What the exercise asks: The answer must be an exact copy of the records, with every picture removed.

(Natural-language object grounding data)
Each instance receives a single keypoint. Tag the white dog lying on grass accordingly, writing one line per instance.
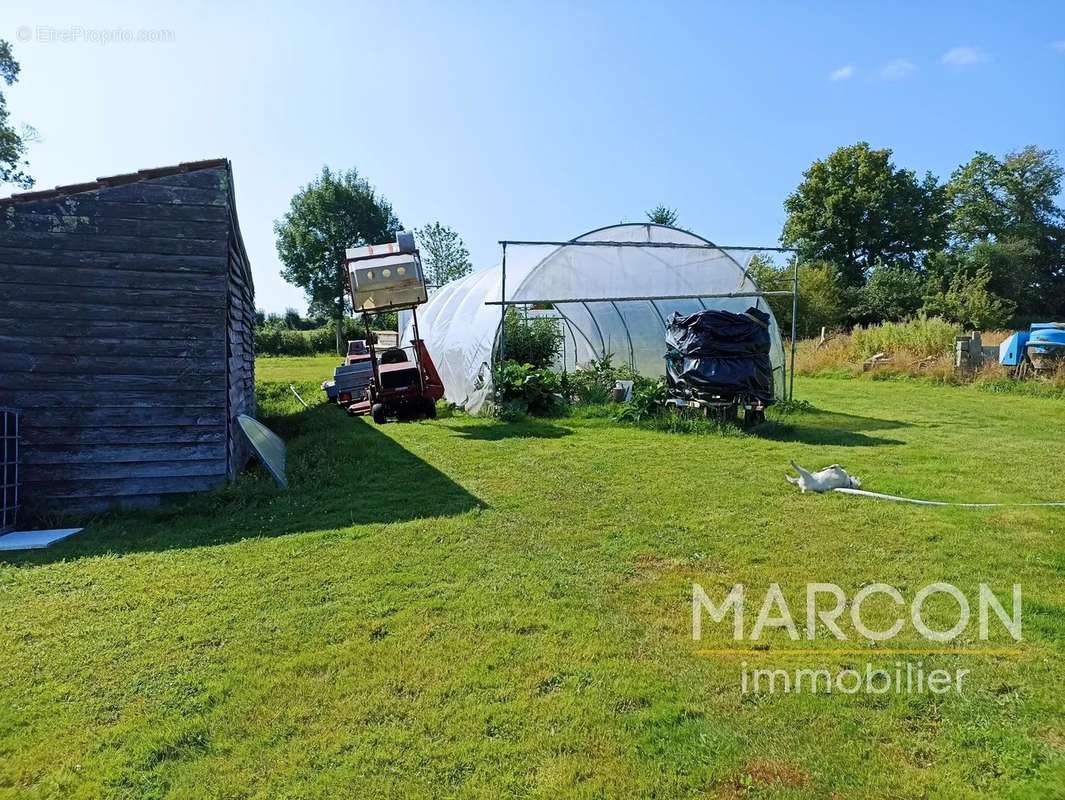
(826, 479)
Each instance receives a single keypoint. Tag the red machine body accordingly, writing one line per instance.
(406, 384)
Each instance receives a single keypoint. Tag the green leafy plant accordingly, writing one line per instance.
(523, 389)
(648, 401)
(535, 341)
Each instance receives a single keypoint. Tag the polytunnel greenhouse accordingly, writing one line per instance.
(611, 291)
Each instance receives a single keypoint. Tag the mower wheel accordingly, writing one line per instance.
(754, 417)
(377, 411)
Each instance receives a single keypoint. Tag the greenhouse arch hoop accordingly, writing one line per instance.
(612, 291)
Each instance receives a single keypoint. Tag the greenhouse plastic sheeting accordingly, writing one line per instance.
(600, 296)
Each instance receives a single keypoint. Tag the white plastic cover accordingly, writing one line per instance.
(596, 293)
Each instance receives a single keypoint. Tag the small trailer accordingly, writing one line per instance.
(403, 382)
(1038, 349)
(718, 362)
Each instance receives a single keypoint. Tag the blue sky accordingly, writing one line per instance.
(531, 119)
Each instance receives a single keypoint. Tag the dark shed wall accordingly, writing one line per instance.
(240, 346)
(113, 339)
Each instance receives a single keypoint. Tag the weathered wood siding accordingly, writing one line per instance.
(240, 346)
(115, 339)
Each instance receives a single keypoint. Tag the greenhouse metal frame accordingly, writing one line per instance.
(612, 289)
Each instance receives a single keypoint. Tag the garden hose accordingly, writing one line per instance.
(896, 499)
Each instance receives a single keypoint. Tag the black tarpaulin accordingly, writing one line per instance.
(720, 353)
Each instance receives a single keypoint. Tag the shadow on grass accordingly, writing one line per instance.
(817, 426)
(342, 472)
(523, 429)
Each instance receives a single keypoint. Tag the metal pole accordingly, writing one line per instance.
(795, 315)
(503, 306)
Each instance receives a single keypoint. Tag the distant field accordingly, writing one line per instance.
(296, 368)
(478, 609)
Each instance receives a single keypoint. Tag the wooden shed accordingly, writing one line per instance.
(127, 336)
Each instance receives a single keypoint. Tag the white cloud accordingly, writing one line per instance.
(963, 56)
(897, 69)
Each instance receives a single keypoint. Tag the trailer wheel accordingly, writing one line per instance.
(754, 417)
(377, 411)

Result of this task:
Each instance receives a single keypoint. Tag the white dog lying on grass accordingly, writing one line per instance.
(826, 479)
Each instance receives a single keypoint. Tag the red machine body accordingly, writing one line per instance.
(406, 384)
Each instance receives a single keypoint. Tag the green leafy plant accordingly, writing one line per instance.
(523, 389)
(648, 401)
(535, 341)
Each instance receives a single keypoint. Tag the polytunnel greenhouse accordingly, writing one line per instance.
(611, 291)
Each instance receives a single keypoint. Tag the mower wheel accordingly, writing one line per instance.
(754, 417)
(377, 411)
Each instance receives a single keypoint. Tag the greenhouse arch hoop accordingly, writing one line per instance.
(612, 291)
Each instance receives a single keypoint. Tag the greenhouse plastic sheeting accordingly, writing one line per instance.
(600, 296)
Each instance receives a single keypoint. Tag the white plastic cover accordingly, writing one line per instance.
(596, 293)
Each instance receives a single keypoint. Tag the small trailer accordingly, writing one line per instance.
(403, 382)
(1038, 349)
(718, 362)
Each instance receives a single keypoint. Tag the blue sky accordingly, writing one line per instance.
(531, 119)
Each instance receives a single keypoint. Tag the dark shed wall accordingly, writing one line per instance.
(240, 346)
(113, 339)
Each instance receives a single keypoint. Tag the weathered wood siding accordingly, writing one line per instance.
(240, 346)
(115, 339)
Each instance receives a single keypoint. Tag the greenhouse metal frame accordingly, writing one line per instance.
(612, 289)
Each instance receives a single keypoint. Tag the garden hose accordingly, writing one line per instance.
(896, 499)
Each instance receives a single keypoint. Tag the black tarpaulin accordingly, writing one line per instance.
(720, 353)
Each instance receives a single keypoint. Tag the shadow on grass accordingly, writing one line per instance.
(817, 426)
(342, 472)
(523, 429)
Each instance receives a single keypoint. Tag the metal pole accordingly, writing one line per instance.
(795, 315)
(503, 306)
Each instance receives a single keypoint. Tag the distant field accordingly, writing one line per instance.
(296, 368)
(478, 609)
Each instance receives a single keypoint. Tag the wooden shed accordingly, writing one line per instance.
(127, 336)
Each instance receives a single keypoint. Tag the white cloud accordingly, writing one line per instance.
(963, 56)
(897, 69)
Each instance receives a single keypoint. Tag the trailer wheel accordingly, writing one line per instance.
(754, 417)
(377, 411)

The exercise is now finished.